EXERCISE BRIEF — Can you write out again the part of the items that opens with the line containing "the red and" and closes at the end of the items, both ends included, keeping every reviewer note and raising each coordinate in the answers by 128, with the pictures left out?

Items from a point labeling set
┌──
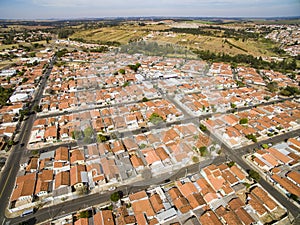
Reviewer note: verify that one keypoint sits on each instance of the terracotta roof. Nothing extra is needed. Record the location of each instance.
(196, 200)
(136, 161)
(140, 219)
(156, 203)
(143, 206)
(237, 172)
(75, 174)
(162, 154)
(244, 217)
(294, 176)
(187, 189)
(287, 184)
(82, 221)
(103, 217)
(182, 204)
(209, 218)
(231, 218)
(61, 154)
(278, 155)
(138, 195)
(62, 179)
(24, 186)
(76, 155)
(235, 203)
(256, 205)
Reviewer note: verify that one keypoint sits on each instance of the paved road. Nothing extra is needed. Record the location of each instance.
(12, 165)
(236, 156)
(86, 201)
(8, 176)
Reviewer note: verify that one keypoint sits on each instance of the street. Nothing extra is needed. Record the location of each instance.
(9, 173)
(11, 168)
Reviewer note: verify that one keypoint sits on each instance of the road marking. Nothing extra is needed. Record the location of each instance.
(7, 179)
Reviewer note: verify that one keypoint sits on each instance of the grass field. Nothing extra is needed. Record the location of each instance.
(122, 34)
(127, 32)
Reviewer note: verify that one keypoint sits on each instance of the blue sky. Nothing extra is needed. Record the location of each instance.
(46, 9)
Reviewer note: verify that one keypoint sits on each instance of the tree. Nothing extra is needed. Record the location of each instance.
(85, 214)
(231, 164)
(272, 86)
(155, 118)
(254, 175)
(115, 196)
(290, 90)
(243, 121)
(195, 159)
(145, 99)
(121, 71)
(251, 137)
(202, 127)
(101, 138)
(203, 151)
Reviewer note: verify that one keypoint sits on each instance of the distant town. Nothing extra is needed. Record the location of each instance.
(147, 122)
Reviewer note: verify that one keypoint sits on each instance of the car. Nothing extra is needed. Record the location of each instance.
(112, 188)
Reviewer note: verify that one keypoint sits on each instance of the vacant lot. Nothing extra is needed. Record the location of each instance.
(129, 32)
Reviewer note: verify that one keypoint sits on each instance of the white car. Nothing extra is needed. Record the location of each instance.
(112, 188)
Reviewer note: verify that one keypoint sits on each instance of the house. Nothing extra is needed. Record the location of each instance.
(44, 183)
(78, 176)
(24, 189)
(62, 179)
(76, 157)
(62, 154)
(103, 217)
(51, 134)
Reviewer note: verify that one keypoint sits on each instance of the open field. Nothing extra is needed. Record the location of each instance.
(128, 32)
(122, 34)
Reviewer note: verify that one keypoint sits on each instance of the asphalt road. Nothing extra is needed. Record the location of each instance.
(12, 165)
(10, 171)
(236, 156)
(57, 211)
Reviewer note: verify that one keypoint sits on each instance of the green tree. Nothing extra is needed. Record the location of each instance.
(101, 138)
(145, 99)
(232, 105)
(272, 86)
(254, 175)
(202, 127)
(115, 196)
(121, 71)
(155, 118)
(85, 214)
(195, 159)
(231, 164)
(243, 121)
(251, 137)
(203, 151)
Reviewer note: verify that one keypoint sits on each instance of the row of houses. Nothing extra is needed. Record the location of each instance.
(105, 121)
(69, 171)
(258, 123)
(215, 196)
(279, 164)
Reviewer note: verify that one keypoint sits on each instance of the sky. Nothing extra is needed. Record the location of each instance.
(70, 9)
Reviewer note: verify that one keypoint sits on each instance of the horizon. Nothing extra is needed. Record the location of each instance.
(76, 9)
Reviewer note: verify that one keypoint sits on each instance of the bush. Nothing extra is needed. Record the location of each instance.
(202, 127)
(155, 118)
(195, 159)
(203, 151)
(243, 121)
(254, 175)
(115, 197)
(231, 164)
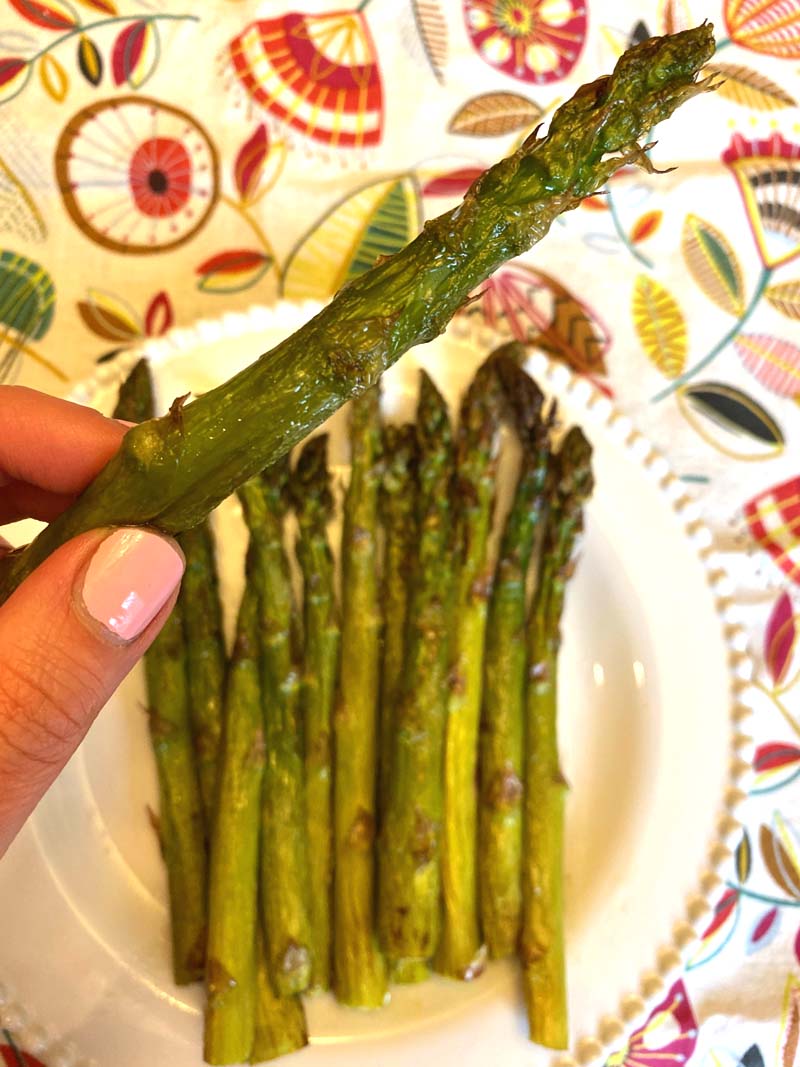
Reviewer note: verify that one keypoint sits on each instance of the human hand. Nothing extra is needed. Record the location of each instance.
(72, 632)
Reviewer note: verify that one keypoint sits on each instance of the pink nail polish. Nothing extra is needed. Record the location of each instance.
(129, 579)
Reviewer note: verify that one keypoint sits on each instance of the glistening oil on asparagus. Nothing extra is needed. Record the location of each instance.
(410, 845)
(180, 821)
(360, 971)
(202, 612)
(285, 888)
(459, 953)
(230, 973)
(502, 725)
(172, 472)
(398, 515)
(542, 942)
(310, 488)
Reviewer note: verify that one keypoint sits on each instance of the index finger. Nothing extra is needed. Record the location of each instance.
(52, 444)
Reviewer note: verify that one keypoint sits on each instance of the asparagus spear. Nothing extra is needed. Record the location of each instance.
(398, 512)
(134, 401)
(460, 953)
(280, 1020)
(285, 887)
(172, 472)
(181, 829)
(314, 505)
(502, 726)
(200, 603)
(542, 942)
(180, 815)
(230, 971)
(411, 881)
(360, 976)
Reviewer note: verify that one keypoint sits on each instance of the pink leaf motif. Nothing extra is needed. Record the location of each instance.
(134, 53)
(159, 316)
(250, 162)
(774, 362)
(779, 638)
(453, 182)
(10, 67)
(723, 908)
(764, 930)
(49, 16)
(773, 520)
(670, 1034)
(773, 758)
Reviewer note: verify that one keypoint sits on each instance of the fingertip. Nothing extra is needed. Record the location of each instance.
(130, 577)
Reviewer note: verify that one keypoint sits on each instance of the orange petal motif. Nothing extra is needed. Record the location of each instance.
(318, 74)
(250, 162)
(770, 27)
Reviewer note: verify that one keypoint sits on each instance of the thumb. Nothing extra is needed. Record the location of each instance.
(68, 636)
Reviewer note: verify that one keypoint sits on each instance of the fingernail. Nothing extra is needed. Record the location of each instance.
(130, 577)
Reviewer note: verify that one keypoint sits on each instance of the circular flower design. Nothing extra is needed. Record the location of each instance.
(771, 27)
(137, 176)
(538, 41)
(768, 175)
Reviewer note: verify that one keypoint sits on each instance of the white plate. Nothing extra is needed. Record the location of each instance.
(652, 674)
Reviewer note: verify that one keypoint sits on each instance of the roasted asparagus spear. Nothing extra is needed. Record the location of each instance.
(410, 847)
(460, 953)
(542, 943)
(172, 472)
(502, 723)
(280, 1020)
(181, 830)
(230, 971)
(398, 515)
(285, 888)
(314, 505)
(360, 973)
(134, 402)
(200, 604)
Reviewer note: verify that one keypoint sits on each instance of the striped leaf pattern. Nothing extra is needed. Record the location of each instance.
(785, 298)
(659, 325)
(713, 265)
(774, 362)
(495, 113)
(750, 89)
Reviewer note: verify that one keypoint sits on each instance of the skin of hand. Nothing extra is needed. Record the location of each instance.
(74, 628)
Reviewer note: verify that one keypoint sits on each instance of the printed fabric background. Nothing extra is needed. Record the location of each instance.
(163, 161)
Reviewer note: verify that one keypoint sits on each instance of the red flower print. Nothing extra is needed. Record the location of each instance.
(160, 176)
(317, 74)
(137, 176)
(538, 41)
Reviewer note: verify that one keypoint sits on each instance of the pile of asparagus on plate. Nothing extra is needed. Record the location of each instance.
(249, 824)
(368, 787)
(172, 472)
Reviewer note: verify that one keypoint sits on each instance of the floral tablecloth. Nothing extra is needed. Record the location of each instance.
(163, 161)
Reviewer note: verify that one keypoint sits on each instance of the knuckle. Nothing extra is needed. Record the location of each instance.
(46, 704)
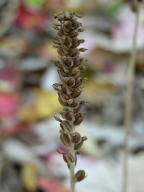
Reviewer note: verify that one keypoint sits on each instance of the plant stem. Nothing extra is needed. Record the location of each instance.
(129, 99)
(72, 171)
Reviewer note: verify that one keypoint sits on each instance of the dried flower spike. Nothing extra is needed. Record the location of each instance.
(69, 69)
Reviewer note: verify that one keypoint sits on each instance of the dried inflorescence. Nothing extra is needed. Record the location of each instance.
(69, 69)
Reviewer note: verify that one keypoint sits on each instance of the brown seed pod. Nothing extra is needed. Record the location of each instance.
(57, 118)
(65, 138)
(84, 138)
(65, 125)
(76, 93)
(78, 118)
(80, 175)
(68, 158)
(68, 115)
(78, 145)
(75, 137)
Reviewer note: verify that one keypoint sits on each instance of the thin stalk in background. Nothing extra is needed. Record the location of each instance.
(129, 97)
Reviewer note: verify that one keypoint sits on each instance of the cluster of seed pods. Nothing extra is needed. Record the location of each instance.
(69, 69)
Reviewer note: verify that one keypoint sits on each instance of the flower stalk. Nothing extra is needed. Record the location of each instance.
(69, 69)
(129, 95)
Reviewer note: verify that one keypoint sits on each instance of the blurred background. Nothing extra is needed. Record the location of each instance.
(29, 135)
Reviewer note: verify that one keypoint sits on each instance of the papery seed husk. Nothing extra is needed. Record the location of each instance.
(76, 138)
(65, 125)
(80, 175)
(78, 145)
(65, 139)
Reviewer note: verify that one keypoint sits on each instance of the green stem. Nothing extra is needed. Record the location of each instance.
(129, 100)
(72, 171)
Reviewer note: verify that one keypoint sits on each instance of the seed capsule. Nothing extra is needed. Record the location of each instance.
(76, 138)
(78, 145)
(80, 175)
(65, 125)
(65, 139)
(68, 158)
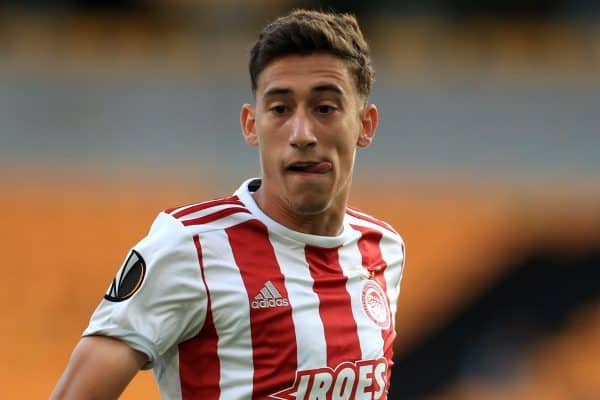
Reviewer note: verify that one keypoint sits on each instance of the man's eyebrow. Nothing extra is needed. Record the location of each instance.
(328, 87)
(277, 91)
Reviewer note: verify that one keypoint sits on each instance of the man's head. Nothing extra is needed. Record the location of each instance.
(311, 76)
(306, 32)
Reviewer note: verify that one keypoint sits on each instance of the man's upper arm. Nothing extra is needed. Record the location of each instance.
(100, 368)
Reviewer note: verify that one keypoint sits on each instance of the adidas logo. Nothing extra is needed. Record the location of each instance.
(269, 297)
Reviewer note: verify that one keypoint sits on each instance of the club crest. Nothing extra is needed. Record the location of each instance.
(375, 304)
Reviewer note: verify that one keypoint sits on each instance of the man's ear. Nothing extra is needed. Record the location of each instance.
(248, 123)
(369, 121)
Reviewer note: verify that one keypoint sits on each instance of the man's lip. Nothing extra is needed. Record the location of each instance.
(310, 166)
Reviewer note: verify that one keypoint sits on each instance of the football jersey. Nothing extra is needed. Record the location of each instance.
(229, 304)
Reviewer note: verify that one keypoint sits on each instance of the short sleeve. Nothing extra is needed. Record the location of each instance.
(157, 298)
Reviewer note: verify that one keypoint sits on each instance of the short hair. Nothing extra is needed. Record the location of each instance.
(306, 32)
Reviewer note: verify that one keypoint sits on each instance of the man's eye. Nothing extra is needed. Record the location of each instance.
(325, 109)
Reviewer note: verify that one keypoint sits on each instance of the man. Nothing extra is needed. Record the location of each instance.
(280, 291)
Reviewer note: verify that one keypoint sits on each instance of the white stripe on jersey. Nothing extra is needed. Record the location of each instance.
(310, 333)
(369, 334)
(226, 287)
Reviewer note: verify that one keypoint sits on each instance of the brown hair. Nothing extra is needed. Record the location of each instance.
(305, 32)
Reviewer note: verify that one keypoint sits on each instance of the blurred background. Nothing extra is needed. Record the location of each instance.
(487, 161)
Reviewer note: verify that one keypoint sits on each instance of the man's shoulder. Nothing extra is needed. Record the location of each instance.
(207, 215)
(361, 219)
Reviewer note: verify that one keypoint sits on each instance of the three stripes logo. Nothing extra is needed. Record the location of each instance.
(269, 297)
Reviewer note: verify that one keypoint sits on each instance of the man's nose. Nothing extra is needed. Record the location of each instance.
(302, 134)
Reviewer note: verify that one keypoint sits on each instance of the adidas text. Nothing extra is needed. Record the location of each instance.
(268, 303)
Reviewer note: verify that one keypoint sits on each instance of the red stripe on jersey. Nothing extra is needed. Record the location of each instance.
(215, 216)
(335, 306)
(271, 325)
(202, 206)
(199, 366)
(357, 214)
(368, 244)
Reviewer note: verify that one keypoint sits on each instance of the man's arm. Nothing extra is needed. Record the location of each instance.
(100, 368)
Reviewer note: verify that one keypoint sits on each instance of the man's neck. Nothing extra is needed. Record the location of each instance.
(328, 222)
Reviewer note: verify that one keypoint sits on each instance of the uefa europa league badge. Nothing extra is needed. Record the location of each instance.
(375, 304)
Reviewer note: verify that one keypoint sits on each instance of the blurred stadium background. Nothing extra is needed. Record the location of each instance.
(487, 160)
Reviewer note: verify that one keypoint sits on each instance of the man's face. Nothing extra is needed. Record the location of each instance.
(307, 122)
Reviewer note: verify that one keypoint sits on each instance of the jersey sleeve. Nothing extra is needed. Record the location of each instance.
(157, 298)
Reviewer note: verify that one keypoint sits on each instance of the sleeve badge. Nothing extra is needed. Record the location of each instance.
(128, 279)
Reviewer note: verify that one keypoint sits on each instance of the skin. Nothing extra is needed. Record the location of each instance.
(307, 110)
(99, 369)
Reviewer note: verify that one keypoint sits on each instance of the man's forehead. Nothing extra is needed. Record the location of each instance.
(313, 73)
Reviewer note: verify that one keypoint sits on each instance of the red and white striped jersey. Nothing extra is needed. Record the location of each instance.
(229, 304)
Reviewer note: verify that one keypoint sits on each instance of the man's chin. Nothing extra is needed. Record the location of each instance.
(306, 204)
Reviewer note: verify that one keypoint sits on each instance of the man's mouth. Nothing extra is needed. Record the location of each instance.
(311, 167)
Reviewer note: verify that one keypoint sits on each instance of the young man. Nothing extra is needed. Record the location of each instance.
(280, 291)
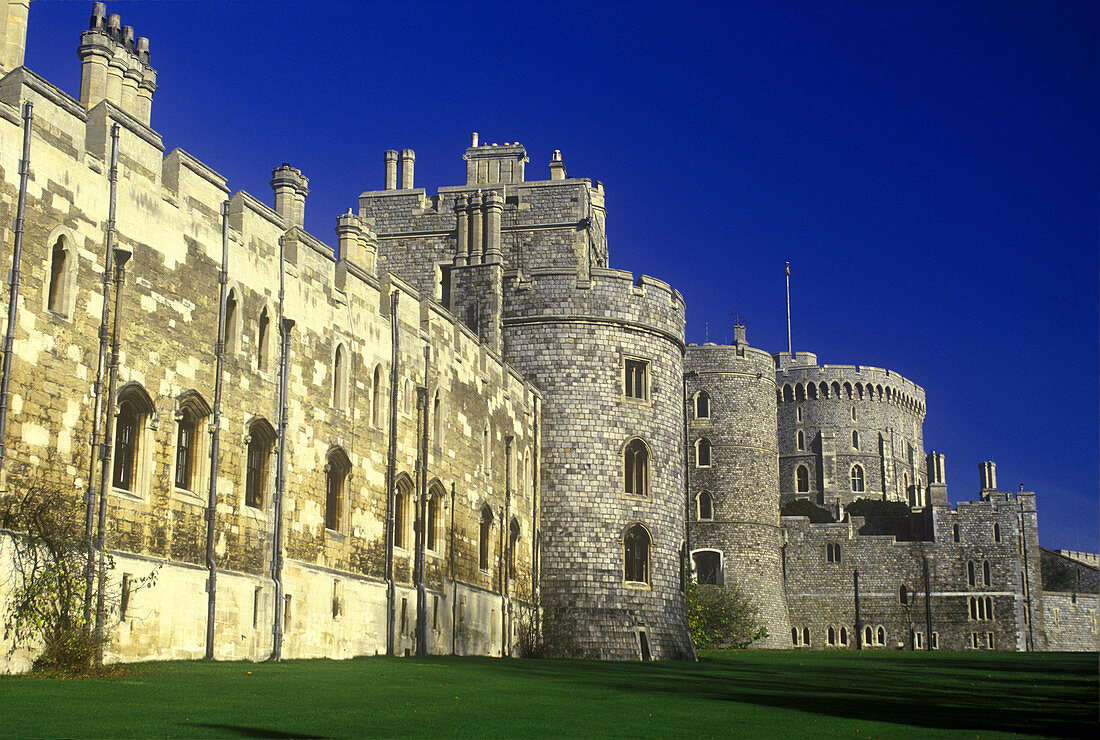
└──
RESPONSE —
Reviewer note: verify that one keypoint sits on each instance of the red and white striped jersey. Nothing extra is needed. Record the location of each instance.
(357, 432)
Reviewer note: verify that one keypoint sits on each instance of the man's chin. Nothing extra is needed. Record the location of each instance.
(434, 332)
Reviewer note: verify that one keypoint sits on each instance of the man's mouth. Nothing extra is needed. Record the location of each instance.
(439, 295)
Reviewer note: verify that one keypoint sits on each instance of the young man. Nothing extra is needed. Record the location of each instance.
(408, 419)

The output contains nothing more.